(What is required) In full and without alteration, copy the listing.

(Available data)
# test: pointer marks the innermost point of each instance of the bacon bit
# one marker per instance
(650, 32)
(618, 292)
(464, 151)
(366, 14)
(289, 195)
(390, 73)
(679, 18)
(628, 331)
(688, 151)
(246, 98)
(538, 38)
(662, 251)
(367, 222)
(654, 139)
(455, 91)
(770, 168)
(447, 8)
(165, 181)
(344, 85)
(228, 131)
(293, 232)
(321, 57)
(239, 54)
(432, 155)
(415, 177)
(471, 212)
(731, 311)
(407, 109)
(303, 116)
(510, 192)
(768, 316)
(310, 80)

(Task result)
# test: pointer marks the innermost point of each instance of the bacon bit
# one marker per instance
(650, 32)
(618, 292)
(464, 151)
(366, 14)
(289, 195)
(390, 73)
(679, 18)
(628, 331)
(688, 151)
(246, 98)
(538, 38)
(662, 251)
(367, 222)
(654, 139)
(455, 91)
(770, 168)
(447, 8)
(165, 181)
(344, 85)
(228, 131)
(293, 232)
(321, 57)
(239, 54)
(432, 155)
(415, 177)
(471, 212)
(731, 311)
(407, 109)
(303, 116)
(510, 192)
(768, 316)
(310, 80)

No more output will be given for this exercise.